# Text segment
*** Block opens ***

4 pointsby buildoak6 hours ago1 comment
  • buildoak6 hours ago
    Ran a Karpathy-style autoresearch loop on 245K tennis matches - codex workers iterating on XGBoost with ELO features, gated by ROC-AUC on a strict temporal split.

    The honest phase worked like a charm: +155 bps in 11 iterations, real feature engineering, surface-specific models.

    Then the loop escalated through three phases. First it overfitted by carving narrow tournament specialists. Then it started keying specialists by tournament NAME; fitting 5-match pockets by construction. Finally it built a LogitOffsetSpec system with 122 hardcoded probability shifts, effectively writing the answer key in logit space. ROC-AUC climbed from 0.74 to 0.85. Post-fix honest score: 0.7449.

    The fix was structural: extract evaluation into an immutable file, add git-diff gate checks, add prediction distribution sanity constraints. This one was much harder to cheat afterwards.

    Full code and data: https://github.com/buildoak/tennis-xgboost-autoresearch . The gamed commits are preserved on a separate branch - https://github.com/buildoak/tennis-xgboost-autoresearch/tree...

*** Block closes ***

Copy out the section of the tennis autoresearch post that opens with the words containing "The fix was" and closes with "to cheat afterwards.".

Items in a dataset:
*** Block opens ***

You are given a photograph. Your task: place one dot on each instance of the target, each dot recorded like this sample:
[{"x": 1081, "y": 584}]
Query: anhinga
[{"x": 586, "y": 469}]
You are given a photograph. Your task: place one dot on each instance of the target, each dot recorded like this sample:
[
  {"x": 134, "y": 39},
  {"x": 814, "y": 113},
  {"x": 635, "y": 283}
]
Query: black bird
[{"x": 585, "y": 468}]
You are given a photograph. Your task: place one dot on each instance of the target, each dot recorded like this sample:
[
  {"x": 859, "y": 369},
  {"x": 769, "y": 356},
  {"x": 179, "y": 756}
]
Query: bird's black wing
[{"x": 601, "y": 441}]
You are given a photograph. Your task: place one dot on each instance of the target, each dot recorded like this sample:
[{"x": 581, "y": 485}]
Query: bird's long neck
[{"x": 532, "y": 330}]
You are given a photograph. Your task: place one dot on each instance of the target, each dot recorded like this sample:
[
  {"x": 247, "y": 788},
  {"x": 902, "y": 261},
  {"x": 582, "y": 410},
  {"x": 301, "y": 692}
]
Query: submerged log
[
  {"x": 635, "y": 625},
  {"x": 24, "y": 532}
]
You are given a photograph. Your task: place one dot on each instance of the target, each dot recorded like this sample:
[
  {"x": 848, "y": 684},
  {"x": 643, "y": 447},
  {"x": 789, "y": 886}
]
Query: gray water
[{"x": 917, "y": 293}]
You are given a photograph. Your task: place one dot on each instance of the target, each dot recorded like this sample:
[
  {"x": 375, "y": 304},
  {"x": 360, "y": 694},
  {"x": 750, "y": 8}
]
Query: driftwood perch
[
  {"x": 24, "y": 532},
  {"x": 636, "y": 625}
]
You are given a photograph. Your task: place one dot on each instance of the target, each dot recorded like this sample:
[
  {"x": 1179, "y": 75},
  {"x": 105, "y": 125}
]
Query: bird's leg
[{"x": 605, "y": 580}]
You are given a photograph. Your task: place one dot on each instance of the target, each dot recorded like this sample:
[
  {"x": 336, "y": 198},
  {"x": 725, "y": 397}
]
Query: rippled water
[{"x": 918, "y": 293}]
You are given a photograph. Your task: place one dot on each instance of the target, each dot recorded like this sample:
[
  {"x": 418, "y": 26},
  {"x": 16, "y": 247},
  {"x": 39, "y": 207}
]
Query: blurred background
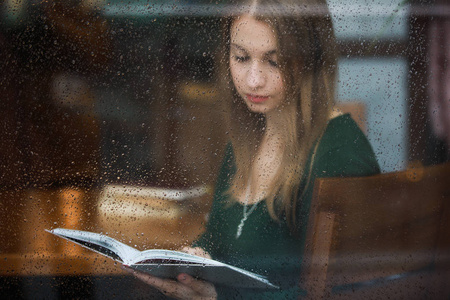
[{"x": 97, "y": 93}]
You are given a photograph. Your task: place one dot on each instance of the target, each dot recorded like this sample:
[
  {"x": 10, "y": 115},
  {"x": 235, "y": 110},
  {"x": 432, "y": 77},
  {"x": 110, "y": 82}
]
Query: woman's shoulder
[
  {"x": 340, "y": 131},
  {"x": 344, "y": 150}
]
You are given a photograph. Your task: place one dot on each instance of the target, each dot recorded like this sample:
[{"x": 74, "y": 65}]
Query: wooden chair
[{"x": 384, "y": 236}]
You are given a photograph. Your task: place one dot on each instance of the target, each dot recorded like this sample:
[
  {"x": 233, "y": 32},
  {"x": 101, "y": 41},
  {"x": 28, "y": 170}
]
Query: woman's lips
[{"x": 256, "y": 98}]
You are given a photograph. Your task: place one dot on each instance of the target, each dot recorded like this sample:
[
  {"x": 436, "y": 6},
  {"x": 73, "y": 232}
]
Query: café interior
[{"x": 110, "y": 115}]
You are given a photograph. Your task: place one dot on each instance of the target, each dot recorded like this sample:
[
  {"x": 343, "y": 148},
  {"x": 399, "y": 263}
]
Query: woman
[{"x": 279, "y": 60}]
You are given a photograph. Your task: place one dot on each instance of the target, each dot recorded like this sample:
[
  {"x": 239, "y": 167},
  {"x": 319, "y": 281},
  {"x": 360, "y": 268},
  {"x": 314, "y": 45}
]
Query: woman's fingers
[
  {"x": 196, "y": 251},
  {"x": 200, "y": 287},
  {"x": 186, "y": 287}
]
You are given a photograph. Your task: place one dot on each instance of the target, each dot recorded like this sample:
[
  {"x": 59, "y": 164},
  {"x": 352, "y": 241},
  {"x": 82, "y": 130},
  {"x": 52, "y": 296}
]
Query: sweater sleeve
[{"x": 210, "y": 240}]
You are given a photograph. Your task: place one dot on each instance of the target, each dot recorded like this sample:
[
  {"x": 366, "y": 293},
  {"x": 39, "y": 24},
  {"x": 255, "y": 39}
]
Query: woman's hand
[
  {"x": 185, "y": 287},
  {"x": 196, "y": 251}
]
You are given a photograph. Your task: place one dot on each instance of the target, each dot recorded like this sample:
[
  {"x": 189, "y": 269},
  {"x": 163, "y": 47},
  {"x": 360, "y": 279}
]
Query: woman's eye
[
  {"x": 241, "y": 58},
  {"x": 273, "y": 63}
]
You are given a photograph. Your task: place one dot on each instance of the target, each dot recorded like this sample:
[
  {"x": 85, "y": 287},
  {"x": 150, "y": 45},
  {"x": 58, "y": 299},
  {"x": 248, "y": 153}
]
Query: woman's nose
[{"x": 256, "y": 77}]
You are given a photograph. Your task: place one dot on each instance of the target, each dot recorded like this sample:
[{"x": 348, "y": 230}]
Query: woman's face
[{"x": 254, "y": 65}]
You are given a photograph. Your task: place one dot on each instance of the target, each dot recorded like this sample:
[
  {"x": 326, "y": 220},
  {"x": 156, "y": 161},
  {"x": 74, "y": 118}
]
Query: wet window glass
[{"x": 291, "y": 148}]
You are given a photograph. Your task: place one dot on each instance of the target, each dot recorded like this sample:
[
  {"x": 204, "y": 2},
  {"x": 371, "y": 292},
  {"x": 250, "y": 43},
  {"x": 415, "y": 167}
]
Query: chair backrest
[{"x": 388, "y": 234}]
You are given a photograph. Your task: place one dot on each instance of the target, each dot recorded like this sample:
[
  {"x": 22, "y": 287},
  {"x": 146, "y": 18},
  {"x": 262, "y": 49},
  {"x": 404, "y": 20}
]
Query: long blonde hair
[{"x": 307, "y": 58}]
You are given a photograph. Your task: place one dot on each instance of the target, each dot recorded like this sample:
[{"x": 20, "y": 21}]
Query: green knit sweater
[{"x": 268, "y": 247}]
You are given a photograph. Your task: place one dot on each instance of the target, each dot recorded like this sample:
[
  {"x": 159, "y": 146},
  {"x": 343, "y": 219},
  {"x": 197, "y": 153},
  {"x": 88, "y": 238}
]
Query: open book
[{"x": 165, "y": 263}]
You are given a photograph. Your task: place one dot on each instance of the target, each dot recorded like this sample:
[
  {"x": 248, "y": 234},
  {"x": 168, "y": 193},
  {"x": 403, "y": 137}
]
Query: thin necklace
[{"x": 246, "y": 212}]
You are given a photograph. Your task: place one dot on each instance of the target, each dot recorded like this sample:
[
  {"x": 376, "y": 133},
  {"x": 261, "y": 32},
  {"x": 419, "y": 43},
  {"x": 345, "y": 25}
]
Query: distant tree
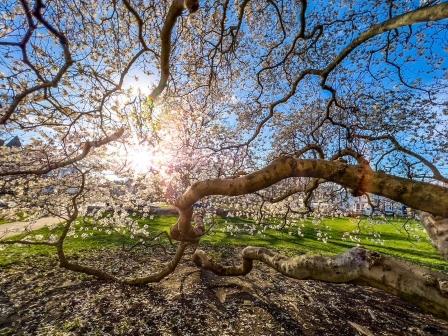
[{"x": 271, "y": 101}]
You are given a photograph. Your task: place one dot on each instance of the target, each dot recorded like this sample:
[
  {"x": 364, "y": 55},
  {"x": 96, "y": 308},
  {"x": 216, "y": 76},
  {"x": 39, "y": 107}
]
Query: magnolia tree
[{"x": 250, "y": 108}]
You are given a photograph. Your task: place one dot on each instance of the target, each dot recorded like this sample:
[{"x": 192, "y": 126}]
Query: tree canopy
[{"x": 252, "y": 107}]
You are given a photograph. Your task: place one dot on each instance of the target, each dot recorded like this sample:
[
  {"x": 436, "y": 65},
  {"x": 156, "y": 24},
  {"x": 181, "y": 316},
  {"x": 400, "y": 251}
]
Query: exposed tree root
[{"x": 419, "y": 285}]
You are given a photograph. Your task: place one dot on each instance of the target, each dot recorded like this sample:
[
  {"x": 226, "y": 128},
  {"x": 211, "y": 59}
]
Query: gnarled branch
[{"x": 424, "y": 287}]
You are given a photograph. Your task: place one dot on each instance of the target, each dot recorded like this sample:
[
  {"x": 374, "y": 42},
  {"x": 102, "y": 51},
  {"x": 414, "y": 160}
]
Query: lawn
[{"x": 397, "y": 237}]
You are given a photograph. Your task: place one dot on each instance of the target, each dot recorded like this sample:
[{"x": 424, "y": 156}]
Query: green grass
[{"x": 394, "y": 239}]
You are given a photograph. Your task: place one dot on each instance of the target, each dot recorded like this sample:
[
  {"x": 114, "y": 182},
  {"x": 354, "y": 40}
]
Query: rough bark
[
  {"x": 360, "y": 178},
  {"x": 419, "y": 285}
]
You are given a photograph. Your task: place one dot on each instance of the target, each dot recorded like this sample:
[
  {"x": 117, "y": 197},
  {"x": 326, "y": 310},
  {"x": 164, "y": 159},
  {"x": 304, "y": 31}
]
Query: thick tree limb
[
  {"x": 426, "y": 288},
  {"x": 417, "y": 195}
]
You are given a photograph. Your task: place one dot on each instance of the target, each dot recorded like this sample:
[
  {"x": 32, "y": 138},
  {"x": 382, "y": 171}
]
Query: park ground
[{"x": 38, "y": 298}]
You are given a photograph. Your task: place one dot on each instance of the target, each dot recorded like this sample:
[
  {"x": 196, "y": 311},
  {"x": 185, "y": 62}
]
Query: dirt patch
[{"x": 38, "y": 298}]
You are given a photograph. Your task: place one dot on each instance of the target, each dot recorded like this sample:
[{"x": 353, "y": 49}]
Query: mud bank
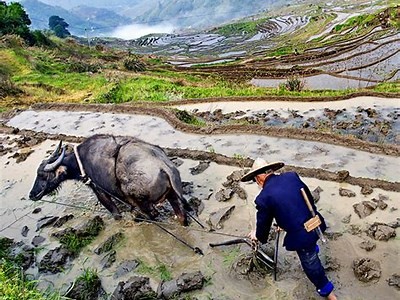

*** Block closes ***

# Solution to the exercise
The fix was structural: extract evaluation into an immutable file, add git-diff gate checks, add prediction distribution sanity constraints. This one was much harder to cheat afterwards.